Instructions to follow: Put every line of the records below into a numbered list, leaving out any blank lines.
════════
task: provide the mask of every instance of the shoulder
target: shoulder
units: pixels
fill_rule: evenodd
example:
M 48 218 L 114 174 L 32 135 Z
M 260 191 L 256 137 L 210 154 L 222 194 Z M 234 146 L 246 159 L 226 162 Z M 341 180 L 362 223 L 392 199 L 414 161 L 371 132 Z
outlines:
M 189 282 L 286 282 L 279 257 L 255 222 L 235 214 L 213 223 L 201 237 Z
════════
Answer:
1. task: provide the mask of every instance of the shoulder
2. target: shoulder
3. units: pixels
4. fill_rule: evenodd
5. example:
6. M 48 218 L 114 174 L 32 135 Z
7. M 260 191 L 256 137 L 210 154 L 222 194 Z M 234 146 L 246 159 L 226 162 Z M 341 180 L 362 223 L 392 199 L 414 161 L 371 132 Z
8. outlines:
9. M 189 282 L 286 282 L 279 257 L 255 222 L 235 214 L 213 223 L 201 237 Z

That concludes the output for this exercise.